===== QUELLENAUSZUG =====
Die schwedische Zeitung «Dagens Nyheter» teilte am Dienstag, einen Tag nach der letzten Koran-Verbrennungsaktion in Stockholm, sachlich mit: Al-Qaida rüstet auf zum Terror gegen Schweden.
Der Artikel liest sich etwa ebenso unemotional wie man sich die Meldung über den Zeitpunkt des Sonnenauf- oder Untergangs an einem bestimmten Tag vorstellen kann.
Also, es scheint einfach dem Schicksal oder einem nicht begreifbaren Weltgesetz zu gefallen, dem Iraker Salwan Momika, 37-jährig, Asylbewerber, Mitglied der rechtsnationalen Partei der Schwedendemokraten, nach eigenen Angaben einmal Christ, dann Atheist, die Freiheit zu geben, Exemplare des Korans in Brand zu stecken oder mit Füssen zu treten, weil Meinungs- und somit Demonstrationsfreiheit in Schweden garantiert sind. Egal, was das für Folgen haben kann.
=====
**ARBEITSAUFTRÄGE**
1. Beantworte anhand des Quellenauszugs:
(a) Welche Zeitung berichtete am Dienstag, Al-Qaida rüste zum Terror gegen Schweden auf?
(b) Wie alt ist Salwan Momika?
(c) Welcher Partei gehört Salwan Momika an?
2. Zitiere aus den Datensätzen die Zeilen von der Zeile mit „pinpoint the dusk“ bis einschließlich der Zeile mit „0 126 6 174“.
===== BEREITGESTELLTE DATEN =====
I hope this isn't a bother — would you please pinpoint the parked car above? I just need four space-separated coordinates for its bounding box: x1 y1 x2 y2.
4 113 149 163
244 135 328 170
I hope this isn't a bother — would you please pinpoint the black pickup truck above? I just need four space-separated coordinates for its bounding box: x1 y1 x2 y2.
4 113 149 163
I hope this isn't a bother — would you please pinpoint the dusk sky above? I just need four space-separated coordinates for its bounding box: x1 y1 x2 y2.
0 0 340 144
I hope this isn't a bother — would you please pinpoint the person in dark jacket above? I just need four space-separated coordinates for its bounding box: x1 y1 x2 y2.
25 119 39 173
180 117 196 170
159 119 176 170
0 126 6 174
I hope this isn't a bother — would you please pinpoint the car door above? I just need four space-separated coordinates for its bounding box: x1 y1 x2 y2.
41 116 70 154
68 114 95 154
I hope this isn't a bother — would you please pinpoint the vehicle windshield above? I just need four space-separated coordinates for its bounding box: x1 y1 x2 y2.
=====
**LÖSUNGEN JE AUFGABE**
1.
(a) «Dagens Nyheter»
(b) 37 Jahre
(c) der rechtsnationalen Partei der Schwedendemokraten

2.
I hope this isn't a bother — would you please pinpoint the dusk sky above? I just need four space-separated coordinates for its bounding box: x1 y1 x2 y2.
0 0 340 144
I hope this isn't a bother — would you please pinpoint the person in dark jacket above? I just need four space-separated coordinates for its bounding box: x1 y1 x2 y2.
25 119 39 173
180 117 196 170
159 119 176 170
0 126 6 174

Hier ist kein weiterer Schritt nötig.